- What this task involves
Look through the data below and return each line where "segment" appears.

- Data provided
Start of Block
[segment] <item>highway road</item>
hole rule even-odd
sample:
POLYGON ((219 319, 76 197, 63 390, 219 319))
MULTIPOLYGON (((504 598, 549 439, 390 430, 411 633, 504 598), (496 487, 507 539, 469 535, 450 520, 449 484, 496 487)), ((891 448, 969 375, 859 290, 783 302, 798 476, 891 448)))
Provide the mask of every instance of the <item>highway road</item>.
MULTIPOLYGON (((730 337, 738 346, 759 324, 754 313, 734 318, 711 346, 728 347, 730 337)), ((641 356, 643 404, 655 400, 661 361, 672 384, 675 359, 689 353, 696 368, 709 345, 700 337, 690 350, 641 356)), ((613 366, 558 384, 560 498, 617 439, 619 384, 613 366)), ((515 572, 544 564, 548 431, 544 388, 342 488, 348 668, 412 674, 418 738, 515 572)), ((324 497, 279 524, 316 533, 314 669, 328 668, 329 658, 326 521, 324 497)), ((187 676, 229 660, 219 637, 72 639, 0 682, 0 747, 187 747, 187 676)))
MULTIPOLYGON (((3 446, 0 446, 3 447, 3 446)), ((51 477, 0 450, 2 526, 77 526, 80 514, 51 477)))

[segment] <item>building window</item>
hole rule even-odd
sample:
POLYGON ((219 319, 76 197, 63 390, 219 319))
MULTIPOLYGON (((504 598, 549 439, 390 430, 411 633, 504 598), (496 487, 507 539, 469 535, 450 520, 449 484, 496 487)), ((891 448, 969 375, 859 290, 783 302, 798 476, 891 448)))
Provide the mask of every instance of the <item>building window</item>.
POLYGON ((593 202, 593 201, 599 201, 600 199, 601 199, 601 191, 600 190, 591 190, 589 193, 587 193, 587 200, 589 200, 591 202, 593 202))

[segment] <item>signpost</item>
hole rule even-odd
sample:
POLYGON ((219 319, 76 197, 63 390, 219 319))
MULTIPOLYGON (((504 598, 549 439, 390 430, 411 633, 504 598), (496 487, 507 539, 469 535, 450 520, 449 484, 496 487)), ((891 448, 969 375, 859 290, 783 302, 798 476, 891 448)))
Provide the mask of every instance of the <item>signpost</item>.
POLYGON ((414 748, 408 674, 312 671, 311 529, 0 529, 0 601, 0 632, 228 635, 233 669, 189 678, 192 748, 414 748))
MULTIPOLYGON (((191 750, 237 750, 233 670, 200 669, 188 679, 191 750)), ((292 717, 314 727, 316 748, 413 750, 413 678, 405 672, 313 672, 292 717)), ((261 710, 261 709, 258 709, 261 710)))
End of Block
- Result for this task
[segment] <item>highway road</item>
[segment] <item>building window</item>
[segment] <item>signpost</item>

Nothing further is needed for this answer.